▶ What you need to do: Your answer must be the records below, repeated exactly, with every picture left out.

BEGIN Recorded data

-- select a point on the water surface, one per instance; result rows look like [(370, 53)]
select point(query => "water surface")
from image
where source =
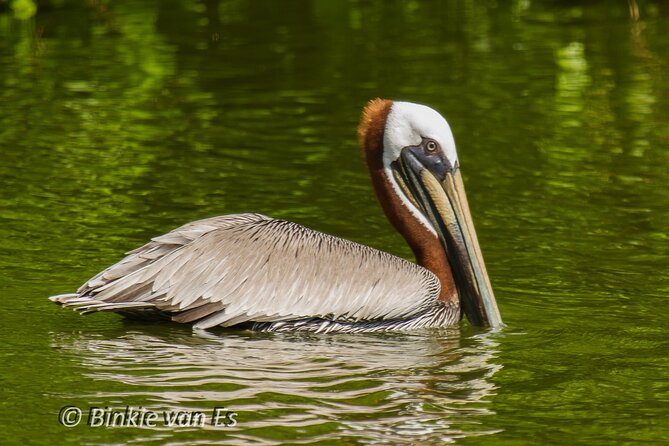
[(121, 121)]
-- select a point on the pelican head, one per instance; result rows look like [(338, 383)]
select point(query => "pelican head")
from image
[(410, 152)]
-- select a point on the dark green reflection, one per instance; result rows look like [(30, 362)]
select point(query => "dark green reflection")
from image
[(122, 120)]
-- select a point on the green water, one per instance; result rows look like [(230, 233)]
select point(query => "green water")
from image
[(121, 120)]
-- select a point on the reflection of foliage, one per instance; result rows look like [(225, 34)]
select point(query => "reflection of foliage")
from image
[(24, 9), (155, 108)]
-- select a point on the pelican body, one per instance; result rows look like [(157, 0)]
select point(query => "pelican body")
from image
[(250, 270)]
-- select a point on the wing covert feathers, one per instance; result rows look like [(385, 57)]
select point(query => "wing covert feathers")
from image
[(251, 268)]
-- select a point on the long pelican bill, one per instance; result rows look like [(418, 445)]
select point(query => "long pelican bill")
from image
[(436, 188)]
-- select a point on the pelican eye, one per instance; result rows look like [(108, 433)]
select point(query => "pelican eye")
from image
[(431, 146)]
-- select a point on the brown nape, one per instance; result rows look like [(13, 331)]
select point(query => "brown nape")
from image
[(426, 246)]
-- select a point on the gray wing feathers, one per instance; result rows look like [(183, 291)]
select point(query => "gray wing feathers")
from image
[(249, 267)]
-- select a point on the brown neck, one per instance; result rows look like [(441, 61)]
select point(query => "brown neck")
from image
[(425, 244)]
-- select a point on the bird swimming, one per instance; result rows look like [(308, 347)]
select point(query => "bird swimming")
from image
[(250, 270)]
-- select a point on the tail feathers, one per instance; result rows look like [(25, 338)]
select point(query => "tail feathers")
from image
[(85, 305)]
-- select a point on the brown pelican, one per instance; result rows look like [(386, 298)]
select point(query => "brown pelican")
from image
[(254, 271)]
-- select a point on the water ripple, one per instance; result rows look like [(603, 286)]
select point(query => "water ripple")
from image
[(419, 387)]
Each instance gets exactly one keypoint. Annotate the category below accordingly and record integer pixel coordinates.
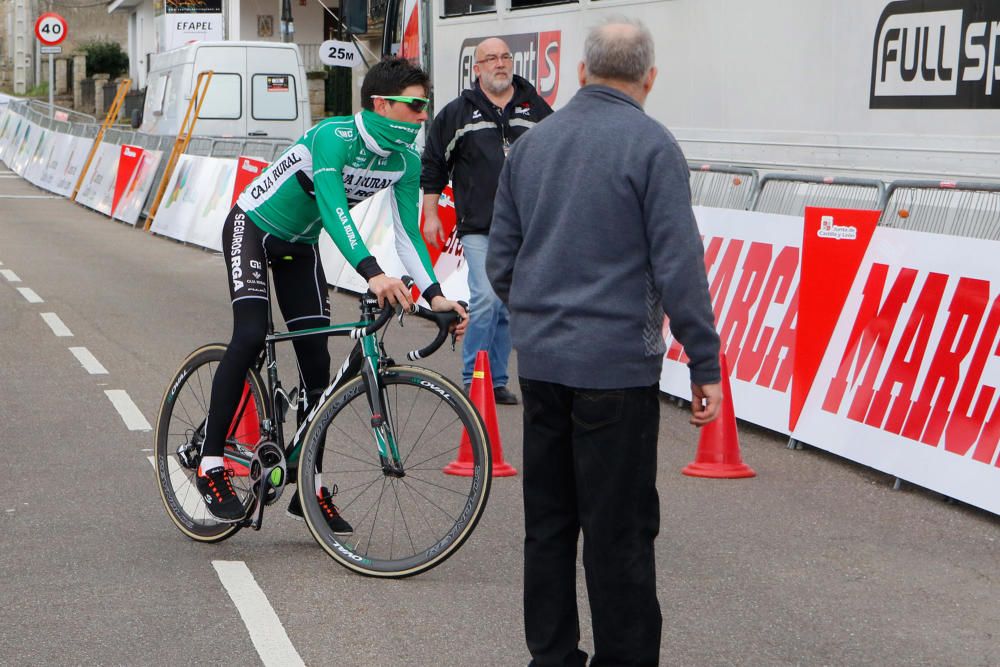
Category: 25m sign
(937, 54)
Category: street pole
(287, 23)
(52, 85)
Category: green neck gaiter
(383, 135)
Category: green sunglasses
(416, 104)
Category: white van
(258, 89)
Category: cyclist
(277, 221)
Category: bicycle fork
(382, 433)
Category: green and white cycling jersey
(337, 163)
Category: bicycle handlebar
(442, 320)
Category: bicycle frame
(365, 358)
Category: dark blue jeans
(590, 465)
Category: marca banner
(137, 189)
(97, 189)
(893, 358)
(833, 245)
(752, 260)
(247, 169)
(908, 382)
(128, 161)
(196, 201)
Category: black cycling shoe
(220, 498)
(337, 523)
(504, 396)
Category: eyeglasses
(494, 59)
(416, 104)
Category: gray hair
(620, 49)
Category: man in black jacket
(468, 143)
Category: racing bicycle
(380, 435)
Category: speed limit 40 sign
(50, 29)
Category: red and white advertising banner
(893, 358)
(129, 158)
(908, 380)
(449, 261)
(137, 188)
(248, 168)
(374, 220)
(752, 260)
(98, 187)
(196, 201)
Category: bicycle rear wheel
(402, 525)
(180, 431)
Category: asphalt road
(816, 561)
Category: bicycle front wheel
(408, 523)
(180, 431)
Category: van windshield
(224, 98)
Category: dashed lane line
(266, 632)
(89, 361)
(58, 328)
(30, 295)
(130, 414)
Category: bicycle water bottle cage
(268, 475)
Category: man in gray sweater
(593, 240)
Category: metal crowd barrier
(722, 186)
(789, 194)
(944, 207)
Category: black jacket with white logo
(467, 143)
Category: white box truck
(258, 89)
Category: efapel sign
(941, 54)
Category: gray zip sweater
(593, 239)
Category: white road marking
(58, 328)
(266, 631)
(89, 361)
(30, 295)
(130, 414)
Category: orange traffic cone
(481, 395)
(718, 453)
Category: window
(273, 97)
(462, 7)
(224, 98)
(158, 93)
(526, 4)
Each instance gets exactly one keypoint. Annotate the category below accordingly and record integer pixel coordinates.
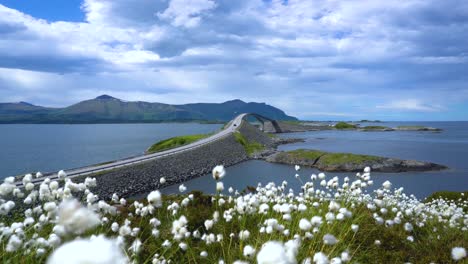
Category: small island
(348, 162)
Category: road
(231, 128)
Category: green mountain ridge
(107, 109)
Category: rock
(321, 161)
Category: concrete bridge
(268, 125)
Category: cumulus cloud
(411, 105)
(311, 58)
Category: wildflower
(209, 224)
(75, 218)
(316, 221)
(218, 172)
(249, 251)
(61, 174)
(183, 246)
(272, 252)
(329, 239)
(320, 258)
(115, 227)
(244, 235)
(345, 257)
(136, 246)
(14, 243)
(408, 227)
(219, 186)
(155, 198)
(304, 224)
(387, 185)
(458, 253)
(96, 250)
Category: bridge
(268, 125)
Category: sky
(316, 60)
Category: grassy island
(328, 158)
(174, 142)
(344, 125)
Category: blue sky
(320, 60)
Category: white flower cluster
(65, 221)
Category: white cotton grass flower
(329, 239)
(387, 185)
(320, 258)
(97, 250)
(273, 252)
(244, 235)
(75, 218)
(249, 251)
(458, 253)
(305, 225)
(62, 174)
(218, 172)
(155, 198)
(219, 186)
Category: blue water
(449, 147)
(28, 148)
(46, 148)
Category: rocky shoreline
(377, 164)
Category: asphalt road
(231, 128)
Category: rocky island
(347, 162)
(303, 126)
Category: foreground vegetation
(175, 142)
(328, 222)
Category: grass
(436, 230)
(249, 146)
(175, 142)
(344, 125)
(410, 127)
(328, 158)
(341, 158)
(375, 127)
(395, 248)
(306, 154)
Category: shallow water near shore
(26, 148)
(449, 147)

END Recorded data

▶ Exercise solution:
-- select a point on the water surface, one per instance; result rows look like [(370, 53)]
select point(query => "water surface")
from image
where source =
[(121, 121)]
-- select a point on the pelican head, one per instance; result rows look like [(338, 383)]
select point(query => "pelican head")
from image
[(410, 152)]
-- select a point on the dark green reflection, one per instance; result rows look like [(30, 362)]
select point(query => "dark green reflection")
from image
[(122, 120)]
-- select a point on the green water, one per instance; result rows look like [(230, 233)]
select point(query => "green water")
from image
[(121, 120)]
-- select a point on the reflection of foliage, one per instance; result rows look like [(225, 34)]
select point(query => "reflection of foliage")
from image
[(24, 9), (155, 108)]
-- select a point on the pelican body, one per instance; result rows look like [(157, 0)]
select point(query => "pelican body")
from image
[(250, 270)]
-- select a point on the wing covert feathers, one per instance; result rows look like [(385, 57)]
select point(query => "wing covert feathers")
from image
[(251, 268)]
-- select a point on the long pelican bill, one per instance; result rows look like [(418, 445)]
select point(query => "long pelican bill")
from image
[(436, 188)]
-- select a point on the pelican eye, one per instance; result rows look like [(108, 433)]
select point(query => "pelican eye")
from image
[(431, 146)]
-- select a point on the brown nape, one per instance; result rows look like [(13, 331)]
select point(query => "brown nape")
from image
[(426, 246)]
-- select a point on the gray wing feathers, one per instance; result rows look like [(183, 291)]
select point(query => "gray wing feathers")
from image
[(249, 267)]
-- select a point on the brown neck, one per instance; result rows look like [(441, 61)]
select point(query => "brown neck")
from image
[(425, 244)]
-- select a point on the bird swimming, one per instance; result rows look like [(308, 347)]
select point(query => "bird swimming")
from image
[(250, 270)]
-- select a point on the tail feathers, one per instance; result rows look like [(25, 338)]
select point(query => "tail feathers")
from image
[(85, 305)]
-- select a point on the brown pelican, one per instance; result rows look like [(386, 298)]
select point(query => "brown pelican")
from image
[(254, 271)]
-- select a point on the water ripple, one per instance; result rows look like [(603, 286)]
select point(query => "water ripple")
from image
[(419, 387)]
Each instance gets exactly one keypoint. Annotate the category below accordingly and record integer pixel coordinates.
Category: 25m sign
(937, 54)
Category: street pole
(287, 23)
(52, 85)
Category: green neck gaiter
(383, 135)
Category: green sunglasses
(416, 104)
Category: white van
(258, 89)
Category: cyclist
(277, 221)
Category: bicycle fork
(382, 433)
Category: green and white cycling jersey
(337, 163)
Category: bicycle handlebar
(442, 320)
Category: bicycle frame
(365, 358)
Category: dark blue jeans
(590, 465)
Category: marca banner
(137, 189)
(97, 189)
(893, 358)
(833, 245)
(752, 260)
(247, 169)
(908, 382)
(128, 161)
(196, 201)
Category: black cycling shoe
(220, 498)
(337, 523)
(504, 396)
Category: eyeglasses
(494, 59)
(416, 104)
Category: gray hair
(620, 49)
Category: man in black jacket
(468, 143)
Category: racing bicycle
(380, 435)
Category: speed limit 40 sign
(50, 29)
Category: red and white advertising banner
(893, 358)
(129, 158)
(908, 380)
(449, 261)
(137, 188)
(248, 168)
(374, 220)
(752, 260)
(98, 187)
(196, 201)
Category: bicycle rear wheel
(402, 525)
(180, 431)
Category: asphalt road
(816, 561)
Category: bicycle front wheel
(408, 523)
(180, 431)
Category: van windshield
(224, 98)
Category: dashed lane line
(266, 632)
(89, 361)
(58, 328)
(30, 295)
(130, 414)
Category: bicycle water bottle cage
(268, 475)
Category: man in gray sweater
(593, 240)
Category: metal crowd barrier
(722, 186)
(789, 194)
(944, 207)
Category: black jacket with white logo
(467, 143)
Category: white box truck
(258, 89)
Category: efapel sign
(941, 54)
Category: gray zip sweater
(593, 239)
Category: white road marking
(58, 328)
(266, 631)
(89, 361)
(30, 295)
(130, 414)
Category: orange traffic cone
(481, 395)
(718, 453)
Category: window
(273, 97)
(462, 7)
(224, 98)
(158, 93)
(526, 4)
Each instance gets exactly one keypoint. Annotate the category below accordingly and record integer pixel coordinates.
Category: small island
(348, 162)
Category: road
(231, 128)
Category: green mountain ridge
(107, 109)
Category: rock
(321, 161)
Category: concrete bridge
(268, 125)
Category: cumulus cloud
(411, 105)
(311, 58)
Category: wildflower
(209, 224)
(75, 218)
(316, 221)
(218, 172)
(249, 251)
(61, 174)
(183, 246)
(272, 252)
(329, 239)
(320, 258)
(115, 227)
(244, 235)
(345, 257)
(136, 246)
(14, 243)
(408, 227)
(219, 186)
(155, 198)
(304, 224)
(387, 185)
(458, 253)
(96, 250)
Category: bridge
(268, 125)
Category: sky
(316, 60)
Category: grassy island
(328, 158)
(174, 142)
(344, 125)
Category: blue sky
(320, 60)
Category: white flower cluster
(65, 221)
Category: white cotton grass flower
(329, 239)
(387, 185)
(320, 258)
(97, 250)
(273, 252)
(244, 235)
(75, 218)
(249, 251)
(458, 253)
(305, 225)
(62, 174)
(218, 172)
(155, 198)
(219, 186)
Category: blue water
(449, 147)
(28, 148)
(46, 148)
Category: rocky shoreline
(377, 164)
Category: asphalt road
(231, 128)
Category: rocky island
(347, 162)
(303, 126)
Category: foreground vegetation
(175, 142)
(328, 222)
Category: grass
(436, 230)
(249, 146)
(175, 142)
(344, 125)
(410, 127)
(328, 158)
(341, 158)
(375, 127)
(395, 248)
(306, 154)
Category: shallow water near shore
(26, 148)
(449, 147)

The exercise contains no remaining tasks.